▸ Document text
* Begin *
Design, Creative & UX job market report cover, Indianapolis-Carmel-Greenwood, IN, 2026-04

Is Design, Creative & UX a Good Job Market in Indianapolis-Carmel-Greenwood, IN?

Produced by Callings.ai on May 10, 2026

Executive Verdict

Market rating: competitive | Confidence: Medium

This is a competitive market, not a shut one. Indianapolis metro unemployment was 3.1% in February 2026, and the local sample still showed more than 30 Design, Creative & UX postings across more than 20 companies over the last 90 days.[20][18] The problem is selectivity: statewide Design, Creative & UX employment was essentially flat year over year in April 2026, but active postings were down 18.9%, which usually means fewer net-new openings and tougher odds per role.[21][19] If you are targeting Indianapolis, the market currently favors hands-on designers who can cover Adobe production work plus Figma, user research, prototyping, accessibility, and AI-assisted workflow.[3][10][25]

Best positioned: The strongest profile right now is a generalist UX or digital designer willing to work on-site and able to show Adobe craft, Figma workflow, user research, prototyping, accessibility basics, and AI-assisted process fluency.[4][3][10][25][26][27]

Main caution: Do not treat the local $119,000 UX salary midpoint as the pay floor for the whole category; broad Indiana offered-salary data for Design, Creative & UX is much lower, and many local openings skew toward entry or mid-level execution work.[1][2][5]

What Changed Recently

What This Means for You

Entry-Level Candidates

Difficulty: Moderate to high. The local mix includes about 45% entry-level roles, but employers still screen hard for Adobe Creative Suite, Illustrator, Figma, and basic research and prototyping skills.[5][3]

Best target: Hands-on junior digital design or UX-support roles that blend visual production with Figma, user research, and prototyping instead of pure concept work.[3]

Biggest mistake: Presenting only polished mockups without showing process, feedback, and how you used AI or accessibility checks.
* End *
▸ Recorded data
* Begin *
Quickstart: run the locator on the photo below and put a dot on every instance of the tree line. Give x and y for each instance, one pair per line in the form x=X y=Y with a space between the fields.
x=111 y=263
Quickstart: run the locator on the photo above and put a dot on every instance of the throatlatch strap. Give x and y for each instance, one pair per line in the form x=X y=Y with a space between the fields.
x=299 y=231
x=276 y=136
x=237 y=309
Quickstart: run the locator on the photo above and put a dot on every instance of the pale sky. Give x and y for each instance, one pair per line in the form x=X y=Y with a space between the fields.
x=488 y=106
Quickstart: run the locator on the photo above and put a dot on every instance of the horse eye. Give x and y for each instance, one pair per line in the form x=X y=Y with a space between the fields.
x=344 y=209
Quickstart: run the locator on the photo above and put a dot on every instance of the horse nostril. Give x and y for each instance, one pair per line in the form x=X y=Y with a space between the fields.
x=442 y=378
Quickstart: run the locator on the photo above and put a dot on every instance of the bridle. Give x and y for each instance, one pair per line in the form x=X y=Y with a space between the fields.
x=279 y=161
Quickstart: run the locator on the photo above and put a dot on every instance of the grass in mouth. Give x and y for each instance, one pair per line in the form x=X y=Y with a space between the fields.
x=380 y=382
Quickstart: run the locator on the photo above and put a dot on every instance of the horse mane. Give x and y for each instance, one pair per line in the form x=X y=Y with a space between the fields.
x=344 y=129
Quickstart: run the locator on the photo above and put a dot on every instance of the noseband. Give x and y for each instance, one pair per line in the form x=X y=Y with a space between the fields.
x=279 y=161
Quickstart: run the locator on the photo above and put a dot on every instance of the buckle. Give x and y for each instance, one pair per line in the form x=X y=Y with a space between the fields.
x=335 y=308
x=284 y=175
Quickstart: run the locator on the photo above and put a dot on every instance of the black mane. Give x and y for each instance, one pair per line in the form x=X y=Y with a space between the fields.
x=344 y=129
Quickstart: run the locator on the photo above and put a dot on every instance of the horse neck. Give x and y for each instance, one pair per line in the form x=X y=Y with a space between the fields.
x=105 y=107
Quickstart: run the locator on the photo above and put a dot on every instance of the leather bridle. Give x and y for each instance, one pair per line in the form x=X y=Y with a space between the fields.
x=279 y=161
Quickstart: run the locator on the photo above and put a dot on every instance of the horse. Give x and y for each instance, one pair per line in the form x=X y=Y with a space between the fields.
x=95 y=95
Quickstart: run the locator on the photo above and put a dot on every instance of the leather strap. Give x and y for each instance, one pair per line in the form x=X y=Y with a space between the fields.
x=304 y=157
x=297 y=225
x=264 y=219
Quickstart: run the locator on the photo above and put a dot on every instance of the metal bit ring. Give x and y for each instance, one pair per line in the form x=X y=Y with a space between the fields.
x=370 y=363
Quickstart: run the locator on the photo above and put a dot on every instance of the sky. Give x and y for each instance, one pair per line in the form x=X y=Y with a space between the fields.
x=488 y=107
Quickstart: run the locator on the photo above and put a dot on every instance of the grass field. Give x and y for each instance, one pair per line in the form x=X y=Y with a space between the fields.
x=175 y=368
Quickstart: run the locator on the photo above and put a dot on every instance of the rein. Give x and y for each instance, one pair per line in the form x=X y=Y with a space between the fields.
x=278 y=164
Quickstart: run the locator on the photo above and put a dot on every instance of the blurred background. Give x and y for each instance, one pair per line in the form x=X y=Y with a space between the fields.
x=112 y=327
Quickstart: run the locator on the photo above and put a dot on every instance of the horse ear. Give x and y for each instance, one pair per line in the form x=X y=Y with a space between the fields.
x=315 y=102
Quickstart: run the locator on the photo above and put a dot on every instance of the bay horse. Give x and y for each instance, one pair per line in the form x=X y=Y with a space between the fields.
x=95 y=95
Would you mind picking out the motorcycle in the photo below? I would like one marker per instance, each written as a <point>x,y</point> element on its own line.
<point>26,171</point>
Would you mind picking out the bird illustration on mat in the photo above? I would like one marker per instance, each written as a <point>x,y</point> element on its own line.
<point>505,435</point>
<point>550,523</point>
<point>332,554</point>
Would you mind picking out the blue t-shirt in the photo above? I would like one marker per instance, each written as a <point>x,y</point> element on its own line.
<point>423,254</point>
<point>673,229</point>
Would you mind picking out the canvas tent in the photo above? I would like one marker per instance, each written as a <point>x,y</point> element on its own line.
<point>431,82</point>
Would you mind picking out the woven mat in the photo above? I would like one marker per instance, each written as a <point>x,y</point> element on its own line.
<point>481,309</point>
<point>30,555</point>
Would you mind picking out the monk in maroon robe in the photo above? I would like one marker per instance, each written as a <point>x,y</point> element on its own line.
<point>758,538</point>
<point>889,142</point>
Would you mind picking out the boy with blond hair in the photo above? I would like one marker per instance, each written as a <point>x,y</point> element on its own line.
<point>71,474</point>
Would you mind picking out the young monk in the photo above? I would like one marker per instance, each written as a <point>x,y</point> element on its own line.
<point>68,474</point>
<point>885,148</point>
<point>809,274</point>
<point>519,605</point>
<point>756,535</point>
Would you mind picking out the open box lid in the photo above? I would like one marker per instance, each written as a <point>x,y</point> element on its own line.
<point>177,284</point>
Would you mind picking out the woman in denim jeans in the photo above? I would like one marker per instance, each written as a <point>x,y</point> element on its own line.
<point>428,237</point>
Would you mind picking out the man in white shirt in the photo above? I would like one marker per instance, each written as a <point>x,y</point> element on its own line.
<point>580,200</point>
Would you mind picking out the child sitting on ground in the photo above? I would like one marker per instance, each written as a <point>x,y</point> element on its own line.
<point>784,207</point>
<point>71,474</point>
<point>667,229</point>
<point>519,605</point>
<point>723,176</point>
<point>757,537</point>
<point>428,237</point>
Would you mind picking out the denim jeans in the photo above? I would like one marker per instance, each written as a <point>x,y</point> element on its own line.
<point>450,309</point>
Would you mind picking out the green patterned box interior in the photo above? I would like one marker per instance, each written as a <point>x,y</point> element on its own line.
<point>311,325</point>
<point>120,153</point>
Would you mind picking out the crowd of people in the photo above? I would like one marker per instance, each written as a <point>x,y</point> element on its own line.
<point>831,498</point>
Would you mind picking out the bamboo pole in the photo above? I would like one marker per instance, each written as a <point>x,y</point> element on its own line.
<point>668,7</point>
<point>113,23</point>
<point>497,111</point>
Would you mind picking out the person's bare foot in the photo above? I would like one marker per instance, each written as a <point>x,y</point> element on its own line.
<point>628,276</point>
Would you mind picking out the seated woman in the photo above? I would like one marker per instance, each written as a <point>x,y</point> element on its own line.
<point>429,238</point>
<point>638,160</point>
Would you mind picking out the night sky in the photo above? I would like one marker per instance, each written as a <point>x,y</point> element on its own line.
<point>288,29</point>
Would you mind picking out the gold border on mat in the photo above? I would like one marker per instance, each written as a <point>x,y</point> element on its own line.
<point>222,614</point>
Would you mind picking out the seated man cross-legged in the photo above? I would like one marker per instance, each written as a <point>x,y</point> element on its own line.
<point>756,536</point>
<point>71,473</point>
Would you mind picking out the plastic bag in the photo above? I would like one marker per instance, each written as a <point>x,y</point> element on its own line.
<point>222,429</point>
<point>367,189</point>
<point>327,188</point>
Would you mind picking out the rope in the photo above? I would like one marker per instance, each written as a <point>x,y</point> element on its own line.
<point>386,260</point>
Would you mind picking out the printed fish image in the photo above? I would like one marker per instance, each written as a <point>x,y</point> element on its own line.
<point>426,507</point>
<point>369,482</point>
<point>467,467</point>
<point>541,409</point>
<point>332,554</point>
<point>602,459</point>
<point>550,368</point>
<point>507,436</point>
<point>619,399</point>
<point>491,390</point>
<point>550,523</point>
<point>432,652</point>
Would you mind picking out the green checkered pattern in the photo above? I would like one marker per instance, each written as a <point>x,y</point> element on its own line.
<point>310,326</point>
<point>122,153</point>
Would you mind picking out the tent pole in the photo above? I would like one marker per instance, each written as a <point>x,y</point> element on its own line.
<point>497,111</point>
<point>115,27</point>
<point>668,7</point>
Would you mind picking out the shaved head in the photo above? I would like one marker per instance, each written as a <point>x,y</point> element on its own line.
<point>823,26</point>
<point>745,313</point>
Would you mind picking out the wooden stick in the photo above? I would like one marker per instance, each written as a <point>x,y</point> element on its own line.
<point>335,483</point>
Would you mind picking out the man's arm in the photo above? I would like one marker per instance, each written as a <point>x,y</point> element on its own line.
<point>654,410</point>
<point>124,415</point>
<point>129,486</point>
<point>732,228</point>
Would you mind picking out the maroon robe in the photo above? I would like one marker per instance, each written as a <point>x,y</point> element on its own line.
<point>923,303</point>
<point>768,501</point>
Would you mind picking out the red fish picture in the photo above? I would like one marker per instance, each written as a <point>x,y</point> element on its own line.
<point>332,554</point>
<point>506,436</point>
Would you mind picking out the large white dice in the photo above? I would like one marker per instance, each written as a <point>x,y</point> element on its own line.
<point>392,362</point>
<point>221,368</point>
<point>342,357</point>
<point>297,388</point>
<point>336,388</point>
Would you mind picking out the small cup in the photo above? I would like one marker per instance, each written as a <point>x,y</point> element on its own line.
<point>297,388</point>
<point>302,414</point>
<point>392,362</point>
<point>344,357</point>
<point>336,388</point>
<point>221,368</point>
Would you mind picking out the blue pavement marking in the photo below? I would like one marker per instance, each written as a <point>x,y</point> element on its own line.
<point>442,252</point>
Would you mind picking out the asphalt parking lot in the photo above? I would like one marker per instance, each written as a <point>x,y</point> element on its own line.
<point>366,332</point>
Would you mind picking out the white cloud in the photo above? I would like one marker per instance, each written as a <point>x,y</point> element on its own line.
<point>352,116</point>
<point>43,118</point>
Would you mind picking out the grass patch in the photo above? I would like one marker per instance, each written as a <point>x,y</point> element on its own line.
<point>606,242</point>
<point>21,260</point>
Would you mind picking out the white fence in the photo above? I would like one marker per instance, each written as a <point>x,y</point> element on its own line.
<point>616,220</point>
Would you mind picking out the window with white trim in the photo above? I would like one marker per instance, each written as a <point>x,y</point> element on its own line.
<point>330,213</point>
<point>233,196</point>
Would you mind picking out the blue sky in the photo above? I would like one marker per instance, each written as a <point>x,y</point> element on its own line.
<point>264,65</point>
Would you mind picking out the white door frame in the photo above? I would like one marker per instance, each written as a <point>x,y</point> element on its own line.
* End *
▸ Challenges
A. What was the Indianapolis metro unemployment rate in February 2026, according to the report on the Indianapolis design job market?
B. Pick up the report on the Indianapolis design job market after its last sentence and keep it going.

▸ Task responses
A. 3.1%

B.
Next step: Rebuild your portfolio into two job-ready case studies and apply within 48 hours of new openings; typical active postings stay open around 21 days.[8]

Mid-Career Candidates

Difficulty: Competitive. About 40% of local roles sit at mid level, but only about 15% are senior and essentially 0% are lead+, so you need to look like a hands-on doer, not a design-only strategist.[5]

Best target: Generalist UX, product, or digital design roles at consulting, sports or event, and project-based employers where design craft plus stakeholder execution matters.[9][3]

Biggest mistake: Chasing remote-only senior titles and assuming past title prestige will carry the search.

Next step: Show one portfolio story that ties research, design, accessibility, and measurable business or user impact together, then broaden your search to on-site and hybrid roles because that is where most local openings sit.[4][10]

Career Switchers

Difficulty: Moderate to high. When local postings name education, the mix usually centers on bachelor's-level requirements, but it is varied rather than absolute, so proof of skill can still offset a nontraditional background.[11]

Best target: Accessibility, front-end-adjacent, or design-operations paths where your past domain knowledge can combine with Figma, Adobe, process discipline, and WCAG awareness.[10][3]

Biggest mistake: Trying to compete head-on for pure UX titles without evidence of research, prototyping, or shipped work.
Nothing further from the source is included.